Extract to read
+ + +

Alex Da Corte and Jayson Musson: Easternsports

Institute of Contemporary Art, University of Pennsylvania, through December 28

By Steve Basel


Easternsports is a collaborative, five-act video opera and installation, inspired by Thornton Wilder’s “Our Town,” directed by Alex Da Corte, written by Jayson Musson, with a musical score by Dev Hynes. On first impression this work is formidably dense and might seem like a cruel joke. It’s nearly three hours long, the pacing is slow; video is all at half speed, and the score is often reminiscent of a metronome.  You are prompted to engage with the scene through subtitled narration and a host of alienating, meta-theatrical devices that can seem impenetrable and cold. Over time, these devices, shifting from interruption to harmony, cause the viewer to pay close and critical attention. 

In performance, construction, and narration, the work constantly refers to and emphasizes its own making, denying the viewer a passive and dramatically engaged experience. Viewers must constantly re-orient themselves to each screen to follow the actors. This and other strategies, like surreal and dreamlike apparitions, high stylization, humor, and deliberately mechanical acting, purposefully place the viewer at a contemplative distance from the work.

+ + +

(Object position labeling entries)

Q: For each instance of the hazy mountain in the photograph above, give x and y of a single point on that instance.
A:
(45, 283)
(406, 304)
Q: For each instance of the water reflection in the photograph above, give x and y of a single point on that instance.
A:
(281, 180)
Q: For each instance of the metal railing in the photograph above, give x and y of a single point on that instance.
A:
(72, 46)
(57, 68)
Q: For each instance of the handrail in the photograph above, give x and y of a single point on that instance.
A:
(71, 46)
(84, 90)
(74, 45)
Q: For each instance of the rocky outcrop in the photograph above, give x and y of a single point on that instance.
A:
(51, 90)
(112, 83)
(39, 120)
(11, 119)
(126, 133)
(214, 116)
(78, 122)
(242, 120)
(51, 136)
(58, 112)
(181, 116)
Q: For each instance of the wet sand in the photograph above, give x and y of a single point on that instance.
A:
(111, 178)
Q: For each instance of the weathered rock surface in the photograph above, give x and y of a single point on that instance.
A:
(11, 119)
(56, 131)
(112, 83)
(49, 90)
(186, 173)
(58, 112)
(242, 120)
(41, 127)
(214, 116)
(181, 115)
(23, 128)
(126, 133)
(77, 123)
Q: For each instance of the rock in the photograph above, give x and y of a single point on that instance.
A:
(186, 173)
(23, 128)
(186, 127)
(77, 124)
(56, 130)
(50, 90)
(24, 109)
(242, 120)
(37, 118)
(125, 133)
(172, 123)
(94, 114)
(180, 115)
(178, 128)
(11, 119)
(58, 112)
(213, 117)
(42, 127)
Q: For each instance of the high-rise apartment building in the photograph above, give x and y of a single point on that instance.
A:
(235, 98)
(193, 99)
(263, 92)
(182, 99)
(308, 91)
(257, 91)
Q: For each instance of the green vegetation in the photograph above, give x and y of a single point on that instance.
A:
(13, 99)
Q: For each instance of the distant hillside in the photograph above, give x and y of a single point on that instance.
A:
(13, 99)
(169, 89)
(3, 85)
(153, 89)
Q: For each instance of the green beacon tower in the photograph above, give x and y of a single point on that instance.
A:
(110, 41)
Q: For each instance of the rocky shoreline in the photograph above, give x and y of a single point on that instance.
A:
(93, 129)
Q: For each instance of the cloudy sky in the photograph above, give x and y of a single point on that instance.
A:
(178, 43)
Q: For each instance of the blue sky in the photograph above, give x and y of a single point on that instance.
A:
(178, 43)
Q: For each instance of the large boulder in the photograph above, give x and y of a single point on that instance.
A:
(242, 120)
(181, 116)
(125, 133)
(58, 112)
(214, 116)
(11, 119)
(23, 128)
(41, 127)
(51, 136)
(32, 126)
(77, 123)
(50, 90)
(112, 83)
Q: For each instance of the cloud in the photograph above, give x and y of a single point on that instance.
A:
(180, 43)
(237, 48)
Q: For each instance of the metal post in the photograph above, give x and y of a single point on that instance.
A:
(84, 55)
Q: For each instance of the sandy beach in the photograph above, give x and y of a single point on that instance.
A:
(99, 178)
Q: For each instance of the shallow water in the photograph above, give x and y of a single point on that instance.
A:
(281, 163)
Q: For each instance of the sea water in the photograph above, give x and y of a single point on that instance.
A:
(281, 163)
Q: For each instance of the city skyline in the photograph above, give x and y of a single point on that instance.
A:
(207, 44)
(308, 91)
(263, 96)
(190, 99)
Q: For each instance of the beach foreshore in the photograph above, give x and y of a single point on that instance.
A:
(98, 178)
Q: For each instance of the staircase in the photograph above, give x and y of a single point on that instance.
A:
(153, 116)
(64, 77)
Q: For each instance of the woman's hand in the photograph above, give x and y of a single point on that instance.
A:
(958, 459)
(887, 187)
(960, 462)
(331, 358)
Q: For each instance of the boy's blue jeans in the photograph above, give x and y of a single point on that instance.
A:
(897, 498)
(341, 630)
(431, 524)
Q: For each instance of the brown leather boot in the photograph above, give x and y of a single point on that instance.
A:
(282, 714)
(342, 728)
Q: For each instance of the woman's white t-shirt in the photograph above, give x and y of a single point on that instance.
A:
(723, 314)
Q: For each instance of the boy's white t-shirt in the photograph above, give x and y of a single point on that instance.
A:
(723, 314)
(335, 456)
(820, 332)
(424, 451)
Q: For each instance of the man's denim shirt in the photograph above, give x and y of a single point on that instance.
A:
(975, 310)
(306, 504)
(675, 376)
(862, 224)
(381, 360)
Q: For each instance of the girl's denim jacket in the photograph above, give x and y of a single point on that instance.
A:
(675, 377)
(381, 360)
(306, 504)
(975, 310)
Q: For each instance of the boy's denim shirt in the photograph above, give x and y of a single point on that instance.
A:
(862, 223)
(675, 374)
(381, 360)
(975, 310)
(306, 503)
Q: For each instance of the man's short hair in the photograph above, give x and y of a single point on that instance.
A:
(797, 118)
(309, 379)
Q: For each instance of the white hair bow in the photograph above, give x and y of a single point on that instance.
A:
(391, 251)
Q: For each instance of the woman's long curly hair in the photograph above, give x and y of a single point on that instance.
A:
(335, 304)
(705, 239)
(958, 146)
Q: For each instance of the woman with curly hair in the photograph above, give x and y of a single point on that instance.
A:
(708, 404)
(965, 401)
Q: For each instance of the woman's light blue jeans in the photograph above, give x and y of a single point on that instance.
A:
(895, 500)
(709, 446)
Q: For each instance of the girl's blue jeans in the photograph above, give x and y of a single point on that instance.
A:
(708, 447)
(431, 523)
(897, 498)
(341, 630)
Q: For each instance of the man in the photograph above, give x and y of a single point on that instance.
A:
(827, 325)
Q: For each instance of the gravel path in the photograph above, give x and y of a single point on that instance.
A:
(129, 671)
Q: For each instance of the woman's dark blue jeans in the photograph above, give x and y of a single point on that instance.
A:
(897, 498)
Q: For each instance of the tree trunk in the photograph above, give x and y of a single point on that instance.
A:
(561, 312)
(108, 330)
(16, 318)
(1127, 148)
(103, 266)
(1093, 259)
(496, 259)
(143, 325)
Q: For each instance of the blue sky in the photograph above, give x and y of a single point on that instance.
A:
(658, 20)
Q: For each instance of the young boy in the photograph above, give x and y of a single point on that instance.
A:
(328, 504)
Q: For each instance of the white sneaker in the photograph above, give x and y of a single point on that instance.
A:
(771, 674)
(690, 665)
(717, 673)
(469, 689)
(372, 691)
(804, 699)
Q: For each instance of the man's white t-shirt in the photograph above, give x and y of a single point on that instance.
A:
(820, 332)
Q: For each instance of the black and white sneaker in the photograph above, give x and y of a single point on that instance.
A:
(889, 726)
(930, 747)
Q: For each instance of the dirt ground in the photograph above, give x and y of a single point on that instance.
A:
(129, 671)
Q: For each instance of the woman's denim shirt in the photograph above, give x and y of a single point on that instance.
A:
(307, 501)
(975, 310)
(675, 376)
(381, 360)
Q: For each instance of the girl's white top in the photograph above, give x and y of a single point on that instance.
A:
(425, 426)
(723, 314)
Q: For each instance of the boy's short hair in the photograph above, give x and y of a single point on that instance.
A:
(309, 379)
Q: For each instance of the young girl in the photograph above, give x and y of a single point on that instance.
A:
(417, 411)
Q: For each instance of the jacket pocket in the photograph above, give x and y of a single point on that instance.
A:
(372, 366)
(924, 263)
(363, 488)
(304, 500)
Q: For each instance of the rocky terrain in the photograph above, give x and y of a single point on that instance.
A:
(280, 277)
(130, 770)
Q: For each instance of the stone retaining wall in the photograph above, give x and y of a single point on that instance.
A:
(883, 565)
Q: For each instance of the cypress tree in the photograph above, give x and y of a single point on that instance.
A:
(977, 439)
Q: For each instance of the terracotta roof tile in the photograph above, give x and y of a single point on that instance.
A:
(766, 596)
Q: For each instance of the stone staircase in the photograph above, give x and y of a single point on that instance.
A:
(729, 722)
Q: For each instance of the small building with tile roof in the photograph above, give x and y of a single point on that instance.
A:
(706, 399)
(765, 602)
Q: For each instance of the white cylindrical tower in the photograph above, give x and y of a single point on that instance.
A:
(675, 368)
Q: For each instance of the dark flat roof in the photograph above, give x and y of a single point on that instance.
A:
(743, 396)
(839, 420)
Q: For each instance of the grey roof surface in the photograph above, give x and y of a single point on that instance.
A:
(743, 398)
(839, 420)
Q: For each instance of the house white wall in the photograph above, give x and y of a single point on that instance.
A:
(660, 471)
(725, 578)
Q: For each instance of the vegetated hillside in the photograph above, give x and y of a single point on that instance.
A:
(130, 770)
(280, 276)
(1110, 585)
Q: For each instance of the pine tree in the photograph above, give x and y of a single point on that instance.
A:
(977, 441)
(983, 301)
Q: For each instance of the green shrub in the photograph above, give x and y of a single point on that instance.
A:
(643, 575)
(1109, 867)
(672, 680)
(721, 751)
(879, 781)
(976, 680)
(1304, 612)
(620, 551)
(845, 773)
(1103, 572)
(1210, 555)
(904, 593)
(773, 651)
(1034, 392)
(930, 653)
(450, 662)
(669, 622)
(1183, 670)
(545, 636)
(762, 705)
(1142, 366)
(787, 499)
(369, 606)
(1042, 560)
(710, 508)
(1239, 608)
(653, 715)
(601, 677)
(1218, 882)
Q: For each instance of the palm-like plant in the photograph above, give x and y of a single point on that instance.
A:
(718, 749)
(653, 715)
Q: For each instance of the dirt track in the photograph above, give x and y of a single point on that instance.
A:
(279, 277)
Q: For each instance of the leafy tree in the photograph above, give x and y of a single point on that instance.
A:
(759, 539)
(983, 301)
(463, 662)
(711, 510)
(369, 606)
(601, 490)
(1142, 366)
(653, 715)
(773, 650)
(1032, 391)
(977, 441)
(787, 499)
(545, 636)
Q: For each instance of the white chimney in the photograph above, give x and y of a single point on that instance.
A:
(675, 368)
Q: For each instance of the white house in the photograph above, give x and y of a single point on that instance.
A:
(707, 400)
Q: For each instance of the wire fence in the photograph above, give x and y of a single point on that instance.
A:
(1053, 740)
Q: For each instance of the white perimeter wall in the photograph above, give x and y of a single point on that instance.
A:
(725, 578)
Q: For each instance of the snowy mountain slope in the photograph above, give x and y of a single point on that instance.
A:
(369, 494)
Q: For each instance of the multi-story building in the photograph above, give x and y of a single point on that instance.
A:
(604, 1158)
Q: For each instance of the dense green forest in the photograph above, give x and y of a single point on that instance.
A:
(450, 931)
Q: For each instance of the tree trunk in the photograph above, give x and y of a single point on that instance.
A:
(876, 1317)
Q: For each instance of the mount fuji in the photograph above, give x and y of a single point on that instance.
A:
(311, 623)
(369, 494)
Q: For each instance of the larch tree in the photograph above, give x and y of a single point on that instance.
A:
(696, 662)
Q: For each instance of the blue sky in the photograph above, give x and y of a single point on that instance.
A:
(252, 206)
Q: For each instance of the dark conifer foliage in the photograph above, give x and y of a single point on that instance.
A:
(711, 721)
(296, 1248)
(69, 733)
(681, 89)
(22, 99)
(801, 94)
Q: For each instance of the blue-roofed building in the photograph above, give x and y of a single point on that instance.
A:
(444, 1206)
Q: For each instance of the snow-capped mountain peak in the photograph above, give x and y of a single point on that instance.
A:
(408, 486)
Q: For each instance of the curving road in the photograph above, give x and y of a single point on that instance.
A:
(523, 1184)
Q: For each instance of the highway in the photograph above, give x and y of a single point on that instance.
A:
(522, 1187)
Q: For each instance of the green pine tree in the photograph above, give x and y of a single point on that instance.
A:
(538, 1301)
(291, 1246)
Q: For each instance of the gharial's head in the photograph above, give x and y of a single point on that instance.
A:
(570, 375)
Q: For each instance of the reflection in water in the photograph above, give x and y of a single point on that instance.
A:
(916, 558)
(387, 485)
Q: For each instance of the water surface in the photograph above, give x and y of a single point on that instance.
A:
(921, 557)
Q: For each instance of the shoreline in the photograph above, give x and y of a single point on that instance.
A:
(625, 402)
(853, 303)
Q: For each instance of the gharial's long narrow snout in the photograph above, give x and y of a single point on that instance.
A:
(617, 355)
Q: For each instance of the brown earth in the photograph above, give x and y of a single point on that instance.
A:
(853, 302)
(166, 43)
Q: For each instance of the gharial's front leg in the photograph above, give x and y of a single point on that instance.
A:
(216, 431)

+ + +

Description of the task
Answer these questions using the Easternsports review:
1. Who wrote the musical score for Easternsports?
2. How long is the work?
3. What must viewers constantly re-orient themselves to, and why?

Complete answer
1. Dev Hynes
2. Nearly three hours
3. Each screen, in order to follow the actors